DATA EXCERPTS START

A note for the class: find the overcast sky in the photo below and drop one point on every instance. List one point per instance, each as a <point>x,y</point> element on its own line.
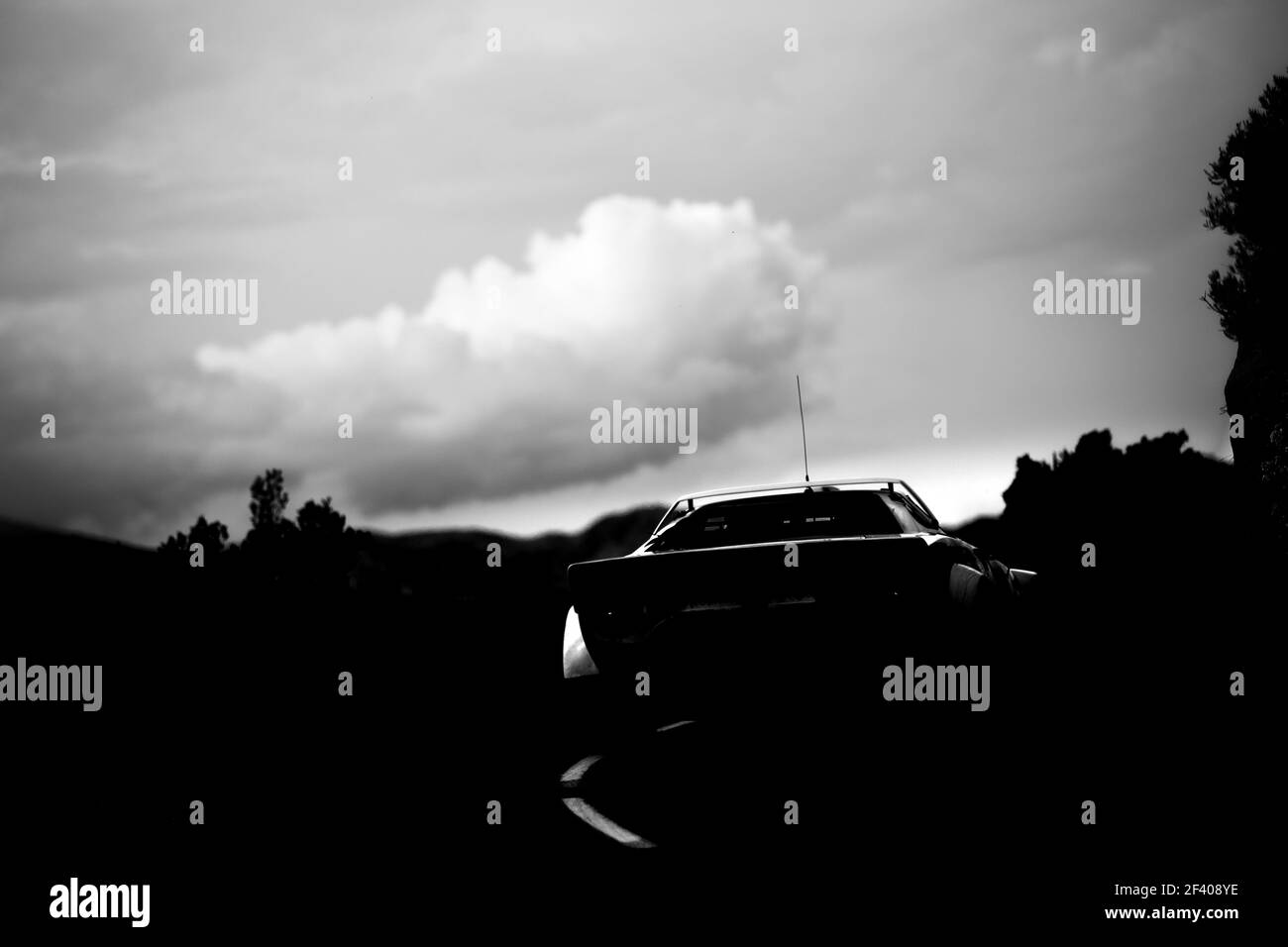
<point>494,270</point>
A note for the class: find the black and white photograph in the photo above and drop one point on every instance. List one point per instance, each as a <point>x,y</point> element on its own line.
<point>781,470</point>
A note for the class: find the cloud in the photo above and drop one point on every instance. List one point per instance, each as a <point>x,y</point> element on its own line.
<point>487,392</point>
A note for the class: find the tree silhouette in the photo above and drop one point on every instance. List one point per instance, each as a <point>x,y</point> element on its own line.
<point>213,538</point>
<point>318,519</point>
<point>1249,295</point>
<point>268,500</point>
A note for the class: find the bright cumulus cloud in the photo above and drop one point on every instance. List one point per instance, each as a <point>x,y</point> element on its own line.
<point>488,389</point>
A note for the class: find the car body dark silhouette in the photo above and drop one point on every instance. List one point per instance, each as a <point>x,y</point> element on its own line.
<point>728,570</point>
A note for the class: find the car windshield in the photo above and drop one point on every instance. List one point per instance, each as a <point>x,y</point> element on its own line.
<point>816,514</point>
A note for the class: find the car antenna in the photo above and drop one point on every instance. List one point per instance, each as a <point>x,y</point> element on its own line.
<point>802,405</point>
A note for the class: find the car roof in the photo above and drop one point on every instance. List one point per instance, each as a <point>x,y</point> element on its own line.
<point>892,483</point>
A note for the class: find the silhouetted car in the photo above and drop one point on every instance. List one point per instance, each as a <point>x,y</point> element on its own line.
<point>742,571</point>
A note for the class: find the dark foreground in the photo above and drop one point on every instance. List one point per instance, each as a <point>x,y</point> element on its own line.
<point>369,813</point>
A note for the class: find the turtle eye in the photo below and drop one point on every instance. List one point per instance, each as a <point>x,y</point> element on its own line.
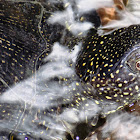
<point>138,65</point>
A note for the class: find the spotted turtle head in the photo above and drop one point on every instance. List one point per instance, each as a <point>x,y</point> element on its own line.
<point>110,64</point>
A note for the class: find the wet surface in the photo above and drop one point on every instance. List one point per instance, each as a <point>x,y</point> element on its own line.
<point>48,88</point>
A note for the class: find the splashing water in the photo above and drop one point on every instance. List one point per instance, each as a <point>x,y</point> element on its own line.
<point>48,103</point>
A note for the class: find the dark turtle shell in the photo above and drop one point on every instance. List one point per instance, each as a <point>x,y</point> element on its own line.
<point>107,70</point>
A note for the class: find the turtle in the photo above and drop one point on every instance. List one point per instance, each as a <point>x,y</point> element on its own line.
<point>26,38</point>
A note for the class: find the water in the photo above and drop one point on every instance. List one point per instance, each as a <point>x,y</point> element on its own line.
<point>49,104</point>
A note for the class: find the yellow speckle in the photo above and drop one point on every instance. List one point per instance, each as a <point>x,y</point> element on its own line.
<point>108,97</point>
<point>126,93</point>
<point>120,85</point>
<point>105,65</point>
<point>96,102</point>
<point>112,76</point>
<point>84,64</point>
<point>98,85</point>
<point>136,87</point>
<point>77,84</point>
<point>101,42</point>
<point>115,95</point>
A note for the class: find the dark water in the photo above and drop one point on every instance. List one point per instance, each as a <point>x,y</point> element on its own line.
<point>42,96</point>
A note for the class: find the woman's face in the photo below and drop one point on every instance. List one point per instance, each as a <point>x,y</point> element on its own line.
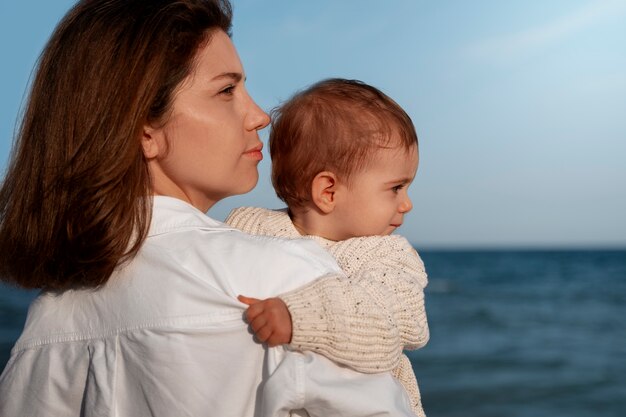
<point>209,147</point>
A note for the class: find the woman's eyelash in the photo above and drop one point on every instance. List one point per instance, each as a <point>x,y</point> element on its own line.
<point>228,90</point>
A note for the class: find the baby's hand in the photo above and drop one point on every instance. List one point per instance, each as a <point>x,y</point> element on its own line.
<point>270,320</point>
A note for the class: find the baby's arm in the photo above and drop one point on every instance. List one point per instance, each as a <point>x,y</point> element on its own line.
<point>366,320</point>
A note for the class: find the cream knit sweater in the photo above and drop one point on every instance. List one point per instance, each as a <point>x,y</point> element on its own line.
<point>366,320</point>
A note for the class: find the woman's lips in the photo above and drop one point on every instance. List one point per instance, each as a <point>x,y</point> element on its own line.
<point>255,153</point>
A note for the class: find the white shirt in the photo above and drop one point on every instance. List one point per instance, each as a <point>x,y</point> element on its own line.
<point>165,336</point>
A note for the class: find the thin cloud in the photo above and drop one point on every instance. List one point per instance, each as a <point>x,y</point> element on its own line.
<point>516,44</point>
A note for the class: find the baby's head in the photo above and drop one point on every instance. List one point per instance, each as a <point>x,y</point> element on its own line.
<point>343,154</point>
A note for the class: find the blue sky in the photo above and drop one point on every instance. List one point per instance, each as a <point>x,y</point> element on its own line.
<point>519,105</point>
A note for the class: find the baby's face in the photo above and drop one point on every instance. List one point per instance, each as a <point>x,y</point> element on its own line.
<point>376,199</point>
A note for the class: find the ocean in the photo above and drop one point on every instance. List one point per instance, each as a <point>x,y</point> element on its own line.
<point>513,333</point>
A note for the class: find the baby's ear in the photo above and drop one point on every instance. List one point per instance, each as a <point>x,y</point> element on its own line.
<point>323,188</point>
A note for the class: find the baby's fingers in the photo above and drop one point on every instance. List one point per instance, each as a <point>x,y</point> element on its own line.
<point>248,300</point>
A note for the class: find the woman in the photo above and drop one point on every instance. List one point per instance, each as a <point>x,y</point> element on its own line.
<point>137,123</point>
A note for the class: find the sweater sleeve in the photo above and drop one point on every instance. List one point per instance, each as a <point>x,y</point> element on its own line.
<point>363,321</point>
<point>366,320</point>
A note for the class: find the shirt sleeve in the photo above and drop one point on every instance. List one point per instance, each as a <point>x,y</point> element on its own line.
<point>308,384</point>
<point>364,321</point>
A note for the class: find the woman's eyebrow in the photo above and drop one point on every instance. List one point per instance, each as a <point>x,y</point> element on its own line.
<point>235,76</point>
<point>404,180</point>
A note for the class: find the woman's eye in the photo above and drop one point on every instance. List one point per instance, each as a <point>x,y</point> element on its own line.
<point>228,90</point>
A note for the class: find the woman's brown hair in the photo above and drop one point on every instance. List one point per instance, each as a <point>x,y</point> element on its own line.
<point>75,200</point>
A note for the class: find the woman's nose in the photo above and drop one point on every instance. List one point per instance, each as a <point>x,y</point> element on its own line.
<point>257,119</point>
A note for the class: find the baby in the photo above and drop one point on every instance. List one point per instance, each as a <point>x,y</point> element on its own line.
<point>343,156</point>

DATA EXCERPTS END

WORK TASK – Exclude the pictures and transcribe all of the entries exactly.

ANSWER TO THIS TASK –
A note for the class: find the overcast sky in the photo below and drop one point on every instance. List one point per instance, each as a <point>x,y</point> element on its own line.
<point>494,270</point>
A note for the class: find the black and white photograph in the photo above and drop one point on every instance. List one point per instance, each as a <point>x,y</point> element on its own line.
<point>781,470</point>
A note for the class: find the cloud in the photo above and drop one point on every instance. List one point per instance, each as a <point>x,y</point> element on its own line.
<point>487,392</point>
A note for the class: find the tree silhouette in the photo above and drop one point on every instance. List one point per instance, each as a <point>x,y</point> element on its own line.
<point>213,538</point>
<point>318,519</point>
<point>1249,295</point>
<point>268,500</point>
A note for the class: find the bright cumulus cloud in the photo above and drop one point on every instance. List one point per instance, each as a <point>x,y</point> element on its own line.
<point>488,389</point>
A note for the class: find the car body dark silhouette in the photo above and drop one point on every instance. List one point per instance, each as a <point>x,y</point> element on its own line.
<point>728,570</point>
A note for the class: find the car windshield in the photo above and drop one point on every instance. List one point per instance, each as a <point>x,y</point> element on its own line.
<point>816,514</point>
A note for the class: find the car antenna in the photo above and drop one point on every instance. List one point per instance, each as a <point>x,y</point> element on its own line.
<point>802,405</point>
A note for the class: find the car roof in the photo above and drop one point on every instance. List one point per instance, each as a <point>x,y</point> element on its own line.
<point>892,483</point>
A note for the class: find the silhouetted car in the photo above and drop one point on every instance. List one point per instance, each as a <point>x,y</point> element on its own line.
<point>742,571</point>
A note for the class: find the dark foreground in the photo above and drop one point on every instance. List one point per instance, each as a <point>x,y</point> element on its own line.
<point>369,813</point>
A note for the class: find the turtle eye in the photo below and drop one point on every instance. List one point per instance, each as a <point>x,y</point> element on its own line.
<point>138,65</point>
A note for the class: find the spotted turtle head in the photo above and drop one point on every instance. List one point per instance, each as a <point>x,y</point> element on its own line.
<point>110,64</point>
A note for the class: find the wet surface in the photo above and drop one point on every instance. List one point per instance, each as a <point>x,y</point> element on its own line.
<point>48,88</point>
A note for the class: find the splashing water in the photo above and drop one point on every instance. List one point per instance, each as a <point>x,y</point> element on its own line.
<point>48,103</point>
A note for the class: find the dark turtle shell in the photo above and drop one point on every instance. List one point per instance, each as a <point>x,y</point> element on its own line.
<point>107,70</point>
A note for the class: find the turtle in the photo above and drop one point on every instance. List one point per instance, each as a <point>x,y</point> element on its own line.
<point>26,38</point>
A note for the class: find the water in the photo above and drop one point on every instance. List one point per instance, each as a <point>x,y</point> element on its own line.
<point>49,104</point>
A note for the class: find the yellow speckle in the photo above and drop one point on every instance. List one point per instance, each as a <point>x,y</point> element on its own line.
<point>108,97</point>
<point>126,93</point>
<point>120,85</point>
<point>105,65</point>
<point>96,102</point>
<point>112,76</point>
<point>84,64</point>
<point>98,85</point>
<point>136,87</point>
<point>77,84</point>
<point>101,42</point>
<point>115,95</point>
A note for the class: find the dark water in the photo above and drop one point on every instance. List one point per instance, each as a <point>x,y</point> element on its own line.
<point>42,96</point>
A note for the class: find the woman's face in the photo below and drop one point on every instance. List one point per instance, each as a <point>x,y</point> element on its own line.
<point>209,147</point>
A note for the class: find the woman's eyelash in the photo above and drop one point on every instance. List one point per instance, each as a <point>x,y</point> element on its own line.
<point>228,90</point>
A note for the class: find the baby's hand in the photo above and drop one point on every instance. List one point per instance, each as a <point>x,y</point> element on its own line.
<point>270,320</point>
A note for the class: find the baby's arm in the photo above and drop one point on every instance. List one point per instance, each as a <point>x,y</point> element on its own line.
<point>366,320</point>
A note for the class: find the cream knit sweater in the photo above and drop one point on every instance. List one point per instance, each as a <point>x,y</point> element on its own line.
<point>366,320</point>
A note for the class: find the woman's lips in the photo above and drop one point on every instance. List one point per instance, each as a <point>x,y</point> element on its own line.
<point>255,153</point>
A note for the class: find the white shirt in the photo above and drop one point on every instance. List one point per instance, each as a <point>x,y</point> element on its own line.
<point>165,336</point>
A note for the class: find the thin cloud in the photo above and drop one point on every instance. List one point per instance, each as a <point>x,y</point> element on its own line.
<point>516,44</point>
A note for the class: find the baby's head in the photo above and drop one point on every instance. List one point per instance, each as a <point>x,y</point> element on its own line.
<point>343,154</point>
A note for the class: find the blue sky in the photo above and drop one point on every instance. List one point per instance, each as a <point>x,y</point> element on its own line.
<point>519,105</point>
A note for the class: find the baby's face in the photo above and drop one point on every instance. List one point per instance, each as a <point>x,y</point> element on its own line.
<point>376,199</point>
A note for the class: find the ocean in the photo above and drop one point on every instance. List one point per instance, each as a <point>x,y</point> element on its own line.
<point>513,333</point>
A note for the class: find the baby's ear in the photo above and drop one point on every instance. List one point per instance, each as a <point>x,y</point> element on its own line.
<point>323,188</point>
A note for the class: find the baby's fingers in the photo above and drop one point on every instance. List one point per instance, each as a <point>x,y</point> element on its own line.
<point>248,300</point>
A note for the class: find the woman in the photo above and drop one point on every instance. List one point per instance, each as a <point>x,y</point> element on its own line.
<point>137,123</point>
A note for the class: find the sweater sleeve in the photo above and drop one point on every instance. List one point per instance, each as a <point>x,y</point> element on its own line.
<point>363,321</point>
<point>366,320</point>
A note for the class: find the shirt sleeve in the photo above and drop one point on every instance. List one point per instance, each as a <point>x,y</point> element on its own line.
<point>308,384</point>
<point>364,321</point>
A note for the class: find the woman's eyebrow in the photo above and drop one point on every instance. List one point per instance, each as a <point>x,y</point> element on its own line.
<point>235,76</point>
<point>404,180</point>
A note for the class: find the woman's eye in the photo above and drop one point on every instance. List one point per instance, each as a <point>x,y</point> element on its own line.
<point>228,90</point>
A note for the class: find the woman's brown hair in the photo above and drop one point on every instance. List one point per instance, each as a <point>x,y</point> element on its own line.
<point>75,200</point>
A note for the class: find the woman's nose in the photo above and drop one point on every instance. List one point per instance, each as a <point>x,y</point> element on its own line.
<point>257,119</point>
A note for the class: find the baby in the photo above and drop one point on every instance. List one point per instance, each as a <point>x,y</point> element on its own line.
<point>343,156</point>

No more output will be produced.